## [Task objective]
In the listing below, replace each occurrence of "put a marker on" with "place a point on" and reproduce every line with no other changes.

## [Records supplied]
* begin *

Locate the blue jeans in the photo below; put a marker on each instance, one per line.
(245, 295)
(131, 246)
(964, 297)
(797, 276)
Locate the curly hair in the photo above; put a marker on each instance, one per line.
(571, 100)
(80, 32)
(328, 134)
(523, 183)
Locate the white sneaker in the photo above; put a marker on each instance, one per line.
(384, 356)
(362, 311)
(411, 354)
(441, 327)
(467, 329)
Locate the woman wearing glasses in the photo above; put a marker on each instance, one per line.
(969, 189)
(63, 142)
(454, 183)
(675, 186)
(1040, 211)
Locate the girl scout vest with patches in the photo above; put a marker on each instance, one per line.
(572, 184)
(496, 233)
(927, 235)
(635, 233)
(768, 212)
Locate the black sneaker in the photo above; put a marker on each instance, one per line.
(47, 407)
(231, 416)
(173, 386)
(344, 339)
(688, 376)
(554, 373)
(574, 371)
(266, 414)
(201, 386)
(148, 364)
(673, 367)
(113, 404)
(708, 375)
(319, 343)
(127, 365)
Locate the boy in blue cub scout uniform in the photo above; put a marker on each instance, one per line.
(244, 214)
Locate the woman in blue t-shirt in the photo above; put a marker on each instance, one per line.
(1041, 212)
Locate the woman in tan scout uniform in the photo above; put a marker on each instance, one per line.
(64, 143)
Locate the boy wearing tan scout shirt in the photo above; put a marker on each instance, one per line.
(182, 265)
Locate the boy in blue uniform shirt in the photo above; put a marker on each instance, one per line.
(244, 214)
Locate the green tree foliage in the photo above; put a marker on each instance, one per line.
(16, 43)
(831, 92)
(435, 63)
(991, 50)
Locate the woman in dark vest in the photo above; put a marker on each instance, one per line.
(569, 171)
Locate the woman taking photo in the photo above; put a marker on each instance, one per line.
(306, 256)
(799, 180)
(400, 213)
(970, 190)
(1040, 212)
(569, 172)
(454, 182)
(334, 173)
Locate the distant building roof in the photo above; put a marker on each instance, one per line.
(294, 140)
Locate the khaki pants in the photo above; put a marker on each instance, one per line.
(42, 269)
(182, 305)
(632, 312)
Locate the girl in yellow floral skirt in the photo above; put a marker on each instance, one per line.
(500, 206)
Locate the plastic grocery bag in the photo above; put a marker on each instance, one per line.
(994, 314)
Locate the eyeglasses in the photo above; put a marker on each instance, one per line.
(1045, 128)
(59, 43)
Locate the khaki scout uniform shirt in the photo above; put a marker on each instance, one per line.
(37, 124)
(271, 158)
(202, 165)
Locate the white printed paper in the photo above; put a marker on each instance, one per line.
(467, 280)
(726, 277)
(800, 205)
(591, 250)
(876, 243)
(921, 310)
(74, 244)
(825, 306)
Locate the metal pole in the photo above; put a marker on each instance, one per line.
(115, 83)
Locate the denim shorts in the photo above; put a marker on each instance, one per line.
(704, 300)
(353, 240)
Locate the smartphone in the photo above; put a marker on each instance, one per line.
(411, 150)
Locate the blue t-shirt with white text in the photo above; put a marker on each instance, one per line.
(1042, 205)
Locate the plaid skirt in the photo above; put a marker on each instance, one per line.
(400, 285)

* end *

## [Right answer]
Locate the blue jeans in the photo below; place a point on each instance, one per line.
(245, 295)
(131, 246)
(964, 297)
(797, 276)
Locate the curly hair in the photo above; place a point on each instance, one per line.
(571, 100)
(80, 32)
(328, 134)
(523, 183)
Locate the white sneaker in the photo above; place a point on each instance, one per line.
(384, 356)
(362, 311)
(411, 354)
(441, 327)
(467, 329)
Locate the woman wearing glasses in the photo above; place a point on each instance, one per line.
(969, 189)
(63, 142)
(454, 183)
(675, 186)
(1040, 211)
Locate the girl scout vest with patches in the photo above; place a point on each instance, one per line.
(572, 184)
(496, 233)
(927, 235)
(635, 233)
(768, 212)
Locate the black sneaker in the photo above; place a point on each instance, one per line.
(47, 407)
(231, 416)
(173, 386)
(344, 339)
(688, 376)
(554, 373)
(574, 371)
(266, 414)
(201, 386)
(148, 364)
(673, 367)
(113, 404)
(708, 375)
(319, 343)
(127, 365)
Locate the boy in blue cub scout uniform in the photo above; place a point on each instance, one per line.
(244, 214)
Locate the woman in blue t-shirt in the photo above; place a point on each instance, one per line.
(1041, 212)
Locate the woman in tan scout uniform in the photo above; place a point on each instance, one per line.
(64, 143)
Locate the boy wearing tan scout shirt in the photo above; place a point on each instance, one per line.
(182, 265)
Locate the boy in blue uniform shirt in the photo above; place a point on each instance, one per line.
(244, 214)
Locate the green tree foliage in the photo above; place a point on each instance, one per line.
(16, 43)
(831, 92)
(435, 63)
(991, 50)
Locate the woman in dark vest in the photo above; place a point on each instance, one per line.
(569, 171)
Locate the woman taking photo in the photo above; place a point on each instance, one per line.
(306, 256)
(799, 180)
(400, 213)
(970, 190)
(1040, 212)
(569, 172)
(454, 182)
(334, 173)
Locate the distant building roof in the photo above; place a point on each instance, one per line.
(294, 140)
Locate the khaki pants in the photo above; place a point on each instance, one per line.
(42, 269)
(182, 305)
(632, 312)
Locate the girl in yellow floral skirt in the photo above; place a point on each instance, one per line.
(500, 206)
Locate the plastic grocery bag in the photo above; place a point on each instance, one per line.
(994, 314)
Locate the eyeglasses in the photo above; place a point on each instance, one per line.
(1045, 128)
(59, 43)
Locate the khaki scout uniform shirt in the photo above; place a point on each instance, one per line.
(37, 124)
(271, 158)
(202, 165)
Locate the white printed paper in the photo above; place a point on each instance, one per line.
(467, 280)
(726, 277)
(800, 205)
(591, 250)
(876, 243)
(921, 310)
(74, 244)
(825, 306)
Locate the metal pole in the photo above; place a point on each instance, one per line.
(115, 83)
Locate the denim shorts in the photo above; place a point on each instance, one per line.
(704, 300)
(353, 240)
Locate the smartphone in the photo above; place a point on each instance, one per line.
(411, 150)
Locate the blue t-shirt with white text in the photo above; place a point on each instance, one per line.
(1042, 205)
Locate the plaid skirt in the photo above; place a point on each instance, one per line.
(400, 285)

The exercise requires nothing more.